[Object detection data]
--- START ---
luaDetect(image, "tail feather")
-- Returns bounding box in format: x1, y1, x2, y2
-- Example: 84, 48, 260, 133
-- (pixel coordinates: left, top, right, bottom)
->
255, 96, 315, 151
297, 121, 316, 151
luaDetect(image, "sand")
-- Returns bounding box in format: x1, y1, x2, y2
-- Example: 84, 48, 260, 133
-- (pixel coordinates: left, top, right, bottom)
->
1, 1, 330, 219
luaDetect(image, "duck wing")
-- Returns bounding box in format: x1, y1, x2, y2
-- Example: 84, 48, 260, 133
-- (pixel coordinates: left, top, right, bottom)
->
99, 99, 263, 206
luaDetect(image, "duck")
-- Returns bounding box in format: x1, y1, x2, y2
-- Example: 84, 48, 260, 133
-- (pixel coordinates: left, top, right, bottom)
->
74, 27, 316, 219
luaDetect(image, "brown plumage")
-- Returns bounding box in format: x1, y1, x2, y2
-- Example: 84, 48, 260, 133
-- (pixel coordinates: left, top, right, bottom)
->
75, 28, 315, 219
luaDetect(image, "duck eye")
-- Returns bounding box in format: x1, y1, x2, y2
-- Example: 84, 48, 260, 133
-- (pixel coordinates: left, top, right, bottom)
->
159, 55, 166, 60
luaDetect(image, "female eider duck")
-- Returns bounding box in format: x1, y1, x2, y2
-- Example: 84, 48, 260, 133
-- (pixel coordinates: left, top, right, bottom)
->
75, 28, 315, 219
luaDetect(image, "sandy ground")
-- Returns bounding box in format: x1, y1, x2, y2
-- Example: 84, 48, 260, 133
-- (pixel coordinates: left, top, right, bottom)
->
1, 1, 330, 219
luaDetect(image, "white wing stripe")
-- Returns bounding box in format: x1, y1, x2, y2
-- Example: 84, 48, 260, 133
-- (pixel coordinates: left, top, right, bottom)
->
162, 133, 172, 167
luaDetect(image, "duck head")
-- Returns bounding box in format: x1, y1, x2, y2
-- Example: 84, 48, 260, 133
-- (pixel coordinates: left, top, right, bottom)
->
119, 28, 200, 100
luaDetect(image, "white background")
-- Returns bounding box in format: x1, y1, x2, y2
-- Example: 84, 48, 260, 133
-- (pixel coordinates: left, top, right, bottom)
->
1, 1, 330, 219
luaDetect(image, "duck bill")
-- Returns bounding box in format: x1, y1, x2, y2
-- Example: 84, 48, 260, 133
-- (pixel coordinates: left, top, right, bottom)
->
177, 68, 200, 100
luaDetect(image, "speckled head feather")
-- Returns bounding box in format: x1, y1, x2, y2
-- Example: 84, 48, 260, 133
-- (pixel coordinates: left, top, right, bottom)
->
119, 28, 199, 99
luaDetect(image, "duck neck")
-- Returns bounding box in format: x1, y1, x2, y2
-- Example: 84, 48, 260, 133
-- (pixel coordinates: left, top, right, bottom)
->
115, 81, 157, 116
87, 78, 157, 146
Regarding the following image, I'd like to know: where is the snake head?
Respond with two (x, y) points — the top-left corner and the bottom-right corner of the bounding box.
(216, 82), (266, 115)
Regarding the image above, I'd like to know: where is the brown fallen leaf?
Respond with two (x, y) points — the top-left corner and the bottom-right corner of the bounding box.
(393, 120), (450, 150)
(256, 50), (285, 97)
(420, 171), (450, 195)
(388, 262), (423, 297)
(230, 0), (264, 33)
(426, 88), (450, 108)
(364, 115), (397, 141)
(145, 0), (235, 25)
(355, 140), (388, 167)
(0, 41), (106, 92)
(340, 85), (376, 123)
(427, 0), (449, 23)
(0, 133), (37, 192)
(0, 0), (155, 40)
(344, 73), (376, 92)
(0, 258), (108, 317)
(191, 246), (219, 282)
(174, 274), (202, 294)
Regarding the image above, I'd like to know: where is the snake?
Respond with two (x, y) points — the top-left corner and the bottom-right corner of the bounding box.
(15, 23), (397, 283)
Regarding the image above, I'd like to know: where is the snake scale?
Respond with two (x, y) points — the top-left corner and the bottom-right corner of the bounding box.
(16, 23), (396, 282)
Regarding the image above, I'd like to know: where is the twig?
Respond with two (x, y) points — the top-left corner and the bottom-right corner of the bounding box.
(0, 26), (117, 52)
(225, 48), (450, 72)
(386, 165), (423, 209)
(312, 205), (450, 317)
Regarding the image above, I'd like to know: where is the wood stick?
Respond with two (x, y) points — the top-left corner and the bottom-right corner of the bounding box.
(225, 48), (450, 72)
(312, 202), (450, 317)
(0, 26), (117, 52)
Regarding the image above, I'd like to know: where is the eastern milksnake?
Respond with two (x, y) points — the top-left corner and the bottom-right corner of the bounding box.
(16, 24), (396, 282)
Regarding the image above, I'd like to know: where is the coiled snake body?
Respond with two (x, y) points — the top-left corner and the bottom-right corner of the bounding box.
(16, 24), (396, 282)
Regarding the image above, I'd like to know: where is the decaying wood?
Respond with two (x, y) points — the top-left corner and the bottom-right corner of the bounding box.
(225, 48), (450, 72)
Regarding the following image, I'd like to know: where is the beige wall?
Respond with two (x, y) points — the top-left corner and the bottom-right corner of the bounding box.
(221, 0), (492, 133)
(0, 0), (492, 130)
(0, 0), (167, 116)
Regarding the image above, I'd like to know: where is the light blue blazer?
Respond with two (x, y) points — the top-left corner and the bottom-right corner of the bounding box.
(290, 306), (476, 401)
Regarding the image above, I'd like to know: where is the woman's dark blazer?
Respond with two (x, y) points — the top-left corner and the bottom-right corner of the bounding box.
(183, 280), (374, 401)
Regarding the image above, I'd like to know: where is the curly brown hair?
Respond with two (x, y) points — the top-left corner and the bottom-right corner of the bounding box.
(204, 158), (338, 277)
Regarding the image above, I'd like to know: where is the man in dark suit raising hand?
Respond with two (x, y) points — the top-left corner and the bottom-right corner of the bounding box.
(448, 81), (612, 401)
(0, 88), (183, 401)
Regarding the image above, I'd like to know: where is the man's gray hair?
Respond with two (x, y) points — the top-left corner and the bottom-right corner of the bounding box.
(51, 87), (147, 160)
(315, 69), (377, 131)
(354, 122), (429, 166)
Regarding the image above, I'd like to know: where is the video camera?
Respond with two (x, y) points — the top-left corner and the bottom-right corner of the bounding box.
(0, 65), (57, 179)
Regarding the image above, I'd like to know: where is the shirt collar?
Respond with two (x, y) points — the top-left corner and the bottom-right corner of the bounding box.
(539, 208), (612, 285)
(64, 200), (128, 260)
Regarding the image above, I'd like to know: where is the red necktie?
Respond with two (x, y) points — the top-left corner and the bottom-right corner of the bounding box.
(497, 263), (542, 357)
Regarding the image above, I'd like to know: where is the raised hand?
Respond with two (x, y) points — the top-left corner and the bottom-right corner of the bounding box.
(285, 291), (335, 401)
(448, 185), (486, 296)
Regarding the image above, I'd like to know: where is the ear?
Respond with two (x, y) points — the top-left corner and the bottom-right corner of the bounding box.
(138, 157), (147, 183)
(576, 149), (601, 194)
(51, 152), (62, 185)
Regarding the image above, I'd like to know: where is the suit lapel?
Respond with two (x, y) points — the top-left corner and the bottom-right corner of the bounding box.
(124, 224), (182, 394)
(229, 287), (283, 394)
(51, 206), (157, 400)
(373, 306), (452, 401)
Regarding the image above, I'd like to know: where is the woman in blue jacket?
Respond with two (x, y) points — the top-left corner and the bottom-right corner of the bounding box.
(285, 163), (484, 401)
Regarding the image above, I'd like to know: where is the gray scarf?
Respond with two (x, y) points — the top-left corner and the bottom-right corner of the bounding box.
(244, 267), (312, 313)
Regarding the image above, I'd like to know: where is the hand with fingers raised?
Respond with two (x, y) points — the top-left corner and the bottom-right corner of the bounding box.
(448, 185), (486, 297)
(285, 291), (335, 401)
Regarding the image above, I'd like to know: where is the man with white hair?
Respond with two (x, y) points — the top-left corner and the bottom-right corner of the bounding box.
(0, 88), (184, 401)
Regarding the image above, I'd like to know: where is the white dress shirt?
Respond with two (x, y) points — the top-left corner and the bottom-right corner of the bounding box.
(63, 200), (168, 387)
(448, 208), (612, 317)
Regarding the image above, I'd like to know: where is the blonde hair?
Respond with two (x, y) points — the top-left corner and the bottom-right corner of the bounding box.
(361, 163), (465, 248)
--- END ---
## [What the task asks]
Identify every line of the material above that contains the word "woman", and copy each one.

## [Complete answer]
Regarding the image above, I'd like to know: where is the woman's dark blazer?
Regarding the image above, I'd like to know: where is the woman in blue jacket?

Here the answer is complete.